• _SOURCE DOCUMENT_:
____________

GST beckons with forward-looking 2024 Budget

KUALA LUMPUR, 14 Oct 2023:

After several barely-disguised attempts to woo voters with rapid government changes and prime ministers, the 2024 Budget tabled by Prime Minister Datuk Seri Anwar Ibrahim has finally returned to focus on the longer-term benefit of the country and rakyat.

Paramount amount the measures announced on Friday Oct 13 in Parliament is the focus to raise revenues, which include:

  • raising the service tax to 8% from 6%. Since this increase excludes essential components like food and beverage, and telecommunications, this looks to be the forerunner to the return of the Goods & Service Tax come 2025 Budget or soon thereafter,
  • introducing new taxes – 10% capital gains tax on unlisted shares and 5-10% High Value Goods Tax on jewelry and possibly premium smart devices. With hike in excise duty on sugary drinks from 40 cents to 50 cents per litre, others likely to be extended may be lottery winnings later or more stamp duties,
  • looking to revise subsidies, especially on diesel and petrol. Those for chicken and eggs subsidy removed, revising that for electricity, to create more targeted distribution,

If these policies are actually implemented, chances are high that deficit national budgets could disappear if spending remains prudent and there aren’t further emergency economic priming needed like for the post-pandemic shutdown.

Wealth-creation is another welcome focus, with key measures being:

  • bankruptcy protection for those aged 40 and younger with debts below RM200,000 (up to RM50,000 previously) to promote risk-taking enterprise mindsets. It’s a pity that a similar scheme isn’t proposed for banks to be willing to lend up this amount for business ventures as the BSN micro loan and TEKUN initiatives remain underutilised,
  • RM28 million MYStartup platform backed by access to RM200 million in various funding options or RM1.5 billion from government-linked companies. Other possibilities include the RM350 million allocation for the 2026 Visit Malaysia Campaign,
  • RM60 million under the Digital Content Fund for local works and support content based on national values plus establishing the Faculty of Artificial Intelligence (AI) at Universiti Teknologi Malaysia with an early allocation of RM20 million,
  • RM510 million R&D funding under MOSTI and MOHE – with RM50 million exclusively for a matching grants for public universities to collaborate with the private sector in intensifying research and innovation activities that can be commercialised,
  • token tax relief up to RM2,000 for skills improvement or self-improvement courses while the monthly salary ceiling for SOSCO contributions is raised from RM5,000 to RM6,000. Interestingly, a new EPF Flexible Account is to be launched in 2024.

Overall though, the focus remains on the usual strategy of attracting large foreign investments and reinvestments tax benefits. Another plus is in the form of Long-Term Social Visit Pass for recently-graduated foreign students to keep those brains within Malaysia.

After decades of horrible annual disasters, RM11.8 billion is being invested on 33 flood-mitigation projects across Malaysia.

Sadly, the 2024 Budget also needs to address items that shouldn’t even be raised:

  • repairing toilets in 8,354 schools nationwide by end-2023, despite the Education Ministry getting a large allocation of RM58.7 billion. The same situation exists at many public hospital and clinic toilets despite the Health Ministry getting RM41.2 billion,
  • addressing road accidents by fixing potholes faster and installing LED streetlights,
  • caring for forest reserves by hiring rangers from among veterans of the Malaysian Armed Forces, the police, Orang Asli and local communities,

It will also be interesting to see how the Human Resources Development Fund will allocate the RM1.6 billion available to help vulnerable groups such as ex-prisoners, the disabled, the elderly and retirees.

____________

• _COLLECTED DATA_:

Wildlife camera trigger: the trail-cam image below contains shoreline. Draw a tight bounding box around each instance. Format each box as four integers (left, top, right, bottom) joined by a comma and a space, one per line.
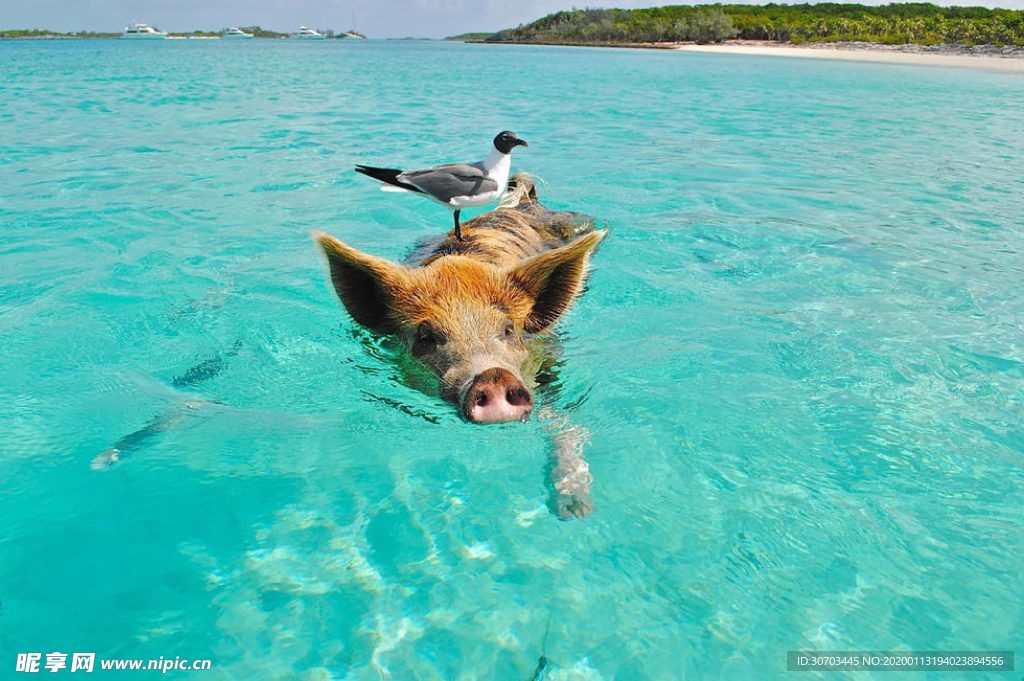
675, 41, 1024, 74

____________

• _STUDY QUESTIONS_:
• A. In the 2024 Budget article, reproduce everything from "If these policies" down to "the post-pandemic shutdown.".
• B. Using the 2024 Budget article, explain why the service tax increase is seen as a forerunner to the Goods & Service Tax.

• _ANSWERS TO THE TASKS_:
• A.
If these policies are actually implemented, chances are high that deficit national budgets could disappear if spending remains prudent and there aren’t further emergency economic priming needed like for the post-pandemic shutdown.

• B. The increase from 6% to 8% leaves out essential components such as food and beverage and telecommunications. Because of that, the article sees it as a forerunner to the Goods & Service Tax returning in the 2025 Budget or soon thereafter.